CRITIQUE, concert, TOULOUSE. Halle-aux-grains, le 27 février 2025.DEBUSSY/BLOCH/MAHLER. Sol Gabetta (violoncelle), ONCT, Tarmo Peltokovski (direction).
Une tournée triomphale annoncée
Tarmo Peltokovski et son Orchestre national du Capitole de Toulouse ont présenté ce soir au public le programme qu’ils vont bientôt jouer en tournée à Paris et en Allemagne.
Le Prélude à l’après-midi d’un Faune de Claude Debussy est une courte pièce magique que l’orchestre du Capitole pourrait jouer les yeux fermés. Tant de belles baguettes l’ont dirigé dans cette salle, Michel Plasson et Tugan Sokhiev tout particulièrement. Ce soir Tarmo Peltokovski impose sa marque. Il donne beaucoup de liberté à l’orchestre tout en lui demandant des nuances très piano. Cette version est aérienne, subtilement rêveuse. Tarmo Peltokovski évite toute force et toute idée de bacchanale. La beauté orchestrale, la tendresse des nuances, la souplesse de la texture donnent un coté vaporeux qui fait penser à certaines toiles impressionnistes.

**Exercices**
• a. D'après la critique du concert, qu'est-ce qui donne à cette version du Prélude son côté vaporeux ? Répondez en une à trois phrases, s'il vous plaît.
• b. Prolongez la critique du concert à partir de sa dernière phrase.
Les données ci-après ne servent à aucun des exercices.

**Données fournies**
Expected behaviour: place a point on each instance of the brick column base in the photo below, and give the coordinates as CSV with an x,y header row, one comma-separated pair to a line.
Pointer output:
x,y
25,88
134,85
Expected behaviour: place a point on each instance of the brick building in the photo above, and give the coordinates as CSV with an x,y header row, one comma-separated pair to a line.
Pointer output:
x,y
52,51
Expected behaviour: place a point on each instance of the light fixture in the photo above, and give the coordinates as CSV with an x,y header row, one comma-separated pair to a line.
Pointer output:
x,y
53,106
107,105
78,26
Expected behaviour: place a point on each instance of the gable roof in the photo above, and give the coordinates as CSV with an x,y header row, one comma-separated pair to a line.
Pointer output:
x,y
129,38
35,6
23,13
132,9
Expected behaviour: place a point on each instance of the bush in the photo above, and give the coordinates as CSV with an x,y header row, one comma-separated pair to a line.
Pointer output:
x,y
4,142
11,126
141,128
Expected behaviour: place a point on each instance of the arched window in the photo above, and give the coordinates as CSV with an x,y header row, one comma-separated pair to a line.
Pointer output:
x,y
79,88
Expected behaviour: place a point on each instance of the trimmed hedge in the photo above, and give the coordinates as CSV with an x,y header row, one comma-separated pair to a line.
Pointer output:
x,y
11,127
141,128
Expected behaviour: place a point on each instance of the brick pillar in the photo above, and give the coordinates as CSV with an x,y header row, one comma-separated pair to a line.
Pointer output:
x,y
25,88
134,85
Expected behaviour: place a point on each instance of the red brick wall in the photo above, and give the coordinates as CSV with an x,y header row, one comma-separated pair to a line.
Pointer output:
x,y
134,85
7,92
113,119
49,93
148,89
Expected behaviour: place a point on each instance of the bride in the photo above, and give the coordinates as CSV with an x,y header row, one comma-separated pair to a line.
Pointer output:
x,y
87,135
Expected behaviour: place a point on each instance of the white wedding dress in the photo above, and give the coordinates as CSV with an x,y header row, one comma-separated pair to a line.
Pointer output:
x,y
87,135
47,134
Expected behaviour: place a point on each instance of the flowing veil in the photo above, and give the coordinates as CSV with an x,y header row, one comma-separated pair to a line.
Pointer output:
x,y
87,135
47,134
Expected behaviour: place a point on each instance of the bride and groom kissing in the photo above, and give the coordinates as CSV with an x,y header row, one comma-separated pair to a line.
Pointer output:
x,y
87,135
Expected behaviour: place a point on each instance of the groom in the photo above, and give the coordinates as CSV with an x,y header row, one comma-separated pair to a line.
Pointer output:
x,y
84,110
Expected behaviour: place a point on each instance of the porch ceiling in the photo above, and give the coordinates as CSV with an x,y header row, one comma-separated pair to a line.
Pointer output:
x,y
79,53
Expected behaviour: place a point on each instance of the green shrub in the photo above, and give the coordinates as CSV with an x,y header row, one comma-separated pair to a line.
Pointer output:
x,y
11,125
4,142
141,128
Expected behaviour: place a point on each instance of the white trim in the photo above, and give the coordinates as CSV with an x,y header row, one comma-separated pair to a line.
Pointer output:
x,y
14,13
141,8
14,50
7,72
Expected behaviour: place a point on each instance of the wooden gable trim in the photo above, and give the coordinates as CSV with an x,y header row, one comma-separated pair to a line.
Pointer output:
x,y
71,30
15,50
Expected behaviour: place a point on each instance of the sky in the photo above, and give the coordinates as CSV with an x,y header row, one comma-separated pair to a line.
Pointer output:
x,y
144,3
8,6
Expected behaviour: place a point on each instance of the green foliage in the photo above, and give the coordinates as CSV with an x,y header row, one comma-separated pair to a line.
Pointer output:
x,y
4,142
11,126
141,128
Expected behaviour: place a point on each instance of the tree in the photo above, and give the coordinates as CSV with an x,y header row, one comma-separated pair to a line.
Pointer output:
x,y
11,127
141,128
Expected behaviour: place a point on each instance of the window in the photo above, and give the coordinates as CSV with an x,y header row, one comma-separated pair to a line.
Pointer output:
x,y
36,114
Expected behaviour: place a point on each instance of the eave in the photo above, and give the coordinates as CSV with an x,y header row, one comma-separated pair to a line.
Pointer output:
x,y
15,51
--
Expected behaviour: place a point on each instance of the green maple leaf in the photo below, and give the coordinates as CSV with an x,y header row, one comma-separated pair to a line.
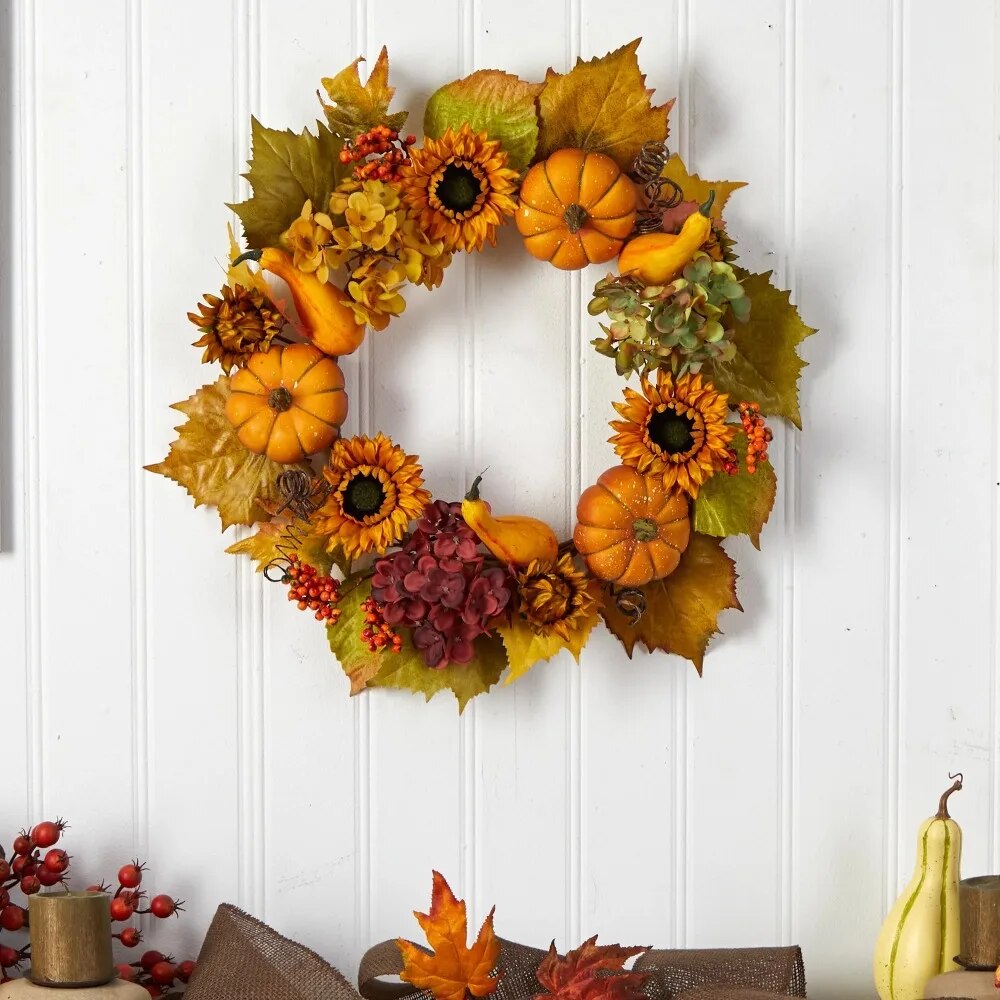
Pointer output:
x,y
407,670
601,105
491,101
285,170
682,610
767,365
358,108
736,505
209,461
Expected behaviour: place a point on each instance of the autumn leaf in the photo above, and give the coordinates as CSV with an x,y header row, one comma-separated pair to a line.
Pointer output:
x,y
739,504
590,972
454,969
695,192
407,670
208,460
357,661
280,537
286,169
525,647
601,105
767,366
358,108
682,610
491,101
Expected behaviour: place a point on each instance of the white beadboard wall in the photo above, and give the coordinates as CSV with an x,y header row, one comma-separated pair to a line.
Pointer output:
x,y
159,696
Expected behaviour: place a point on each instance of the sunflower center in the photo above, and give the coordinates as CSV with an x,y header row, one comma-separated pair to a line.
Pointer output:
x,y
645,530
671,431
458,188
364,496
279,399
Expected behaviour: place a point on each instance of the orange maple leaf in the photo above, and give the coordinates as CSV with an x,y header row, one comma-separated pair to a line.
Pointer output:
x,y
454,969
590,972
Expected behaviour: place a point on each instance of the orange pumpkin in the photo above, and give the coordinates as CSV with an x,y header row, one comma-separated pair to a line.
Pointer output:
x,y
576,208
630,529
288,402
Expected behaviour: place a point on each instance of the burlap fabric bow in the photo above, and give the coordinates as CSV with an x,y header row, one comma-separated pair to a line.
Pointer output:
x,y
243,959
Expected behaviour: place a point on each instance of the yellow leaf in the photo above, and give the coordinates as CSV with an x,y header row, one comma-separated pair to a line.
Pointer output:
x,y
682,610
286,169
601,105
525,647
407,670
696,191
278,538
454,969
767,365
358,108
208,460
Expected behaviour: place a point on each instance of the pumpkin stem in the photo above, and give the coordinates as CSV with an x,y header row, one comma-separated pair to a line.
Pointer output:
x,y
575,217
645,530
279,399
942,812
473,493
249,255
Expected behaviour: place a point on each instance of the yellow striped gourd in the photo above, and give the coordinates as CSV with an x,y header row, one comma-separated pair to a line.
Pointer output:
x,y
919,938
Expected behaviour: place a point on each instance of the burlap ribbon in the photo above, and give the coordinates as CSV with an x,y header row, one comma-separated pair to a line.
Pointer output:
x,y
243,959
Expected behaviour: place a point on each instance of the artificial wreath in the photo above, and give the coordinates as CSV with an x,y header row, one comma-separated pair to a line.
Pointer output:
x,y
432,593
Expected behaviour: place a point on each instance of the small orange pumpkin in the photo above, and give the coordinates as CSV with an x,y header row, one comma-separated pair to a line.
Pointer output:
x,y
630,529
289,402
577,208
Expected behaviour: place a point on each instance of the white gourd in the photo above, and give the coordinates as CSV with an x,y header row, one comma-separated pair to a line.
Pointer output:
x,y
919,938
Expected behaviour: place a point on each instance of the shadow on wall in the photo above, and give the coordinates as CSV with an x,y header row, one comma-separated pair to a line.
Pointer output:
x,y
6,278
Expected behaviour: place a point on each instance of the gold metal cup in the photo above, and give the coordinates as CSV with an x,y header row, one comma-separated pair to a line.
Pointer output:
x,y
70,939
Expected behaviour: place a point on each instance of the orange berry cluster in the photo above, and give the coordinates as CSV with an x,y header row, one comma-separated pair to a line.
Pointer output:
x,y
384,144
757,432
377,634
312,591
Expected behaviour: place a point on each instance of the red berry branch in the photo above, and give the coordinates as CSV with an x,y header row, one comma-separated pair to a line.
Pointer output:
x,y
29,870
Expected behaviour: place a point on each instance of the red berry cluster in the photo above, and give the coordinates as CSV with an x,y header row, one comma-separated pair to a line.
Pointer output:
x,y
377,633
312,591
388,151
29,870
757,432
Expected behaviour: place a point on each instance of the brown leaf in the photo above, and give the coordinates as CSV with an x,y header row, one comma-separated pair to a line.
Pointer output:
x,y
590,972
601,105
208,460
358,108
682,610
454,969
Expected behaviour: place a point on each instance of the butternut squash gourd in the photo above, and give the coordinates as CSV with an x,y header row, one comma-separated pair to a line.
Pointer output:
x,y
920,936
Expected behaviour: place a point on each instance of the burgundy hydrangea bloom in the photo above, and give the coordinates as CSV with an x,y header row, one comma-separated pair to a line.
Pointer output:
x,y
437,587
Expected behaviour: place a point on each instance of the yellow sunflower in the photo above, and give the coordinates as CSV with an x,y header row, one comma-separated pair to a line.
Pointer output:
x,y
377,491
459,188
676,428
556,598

**Réponses**
• a. Selon la critique du concert, ce côté vaporeux, qui fait penser à certaines toiles impressionnistes, vient de la beauté orchestrale, de la tendresse des nuances et de la souplesse de la texture.

• b.
Sol Gabetta entre en scène pour la deuxième œuvre au programme. La Rhapsodie Schelomo d’Ernest Bloch permet à la violoncelliste originaire d’Argentine un jeu d’une subtile émotion. Tout particulièrement dans les moments de grande mélancolie évoquant les pensées profondes du Roi Salomon. Les sonorités chaleureuses du violoncelle entretiennent avec l ‘orchestre un dialogue d’une parfaite osmose. Tarmo Peltokovski soigne les ambiances, fait éclater les couleurs, il est toujours très attentif à la soliste. Les instrumentistes de l’orchestre sont tous magnifiques. Le final grandiose sonne comme une apothéose rappelant le Grand Roi que fut Salomon avant de reprendre les pensées très sombres du monarque portées par le violoncelle très émouvant de Sol Gabetta.
Devant le succès l’orchestre et la soliste offrent un bis douloureusement mélancolique : une prière d’ Ernest Bloch dans sa version pour violoncelle et orchestre. Sol Gabetta trouve un vibrato large et une profondeur de ton admirable. La fine musicalité de la soliste, du chef et des musiciens de l’orchestre permet une fusion parfaite. Assurément un beau lien existe déjà que la tournée va encore renforcer.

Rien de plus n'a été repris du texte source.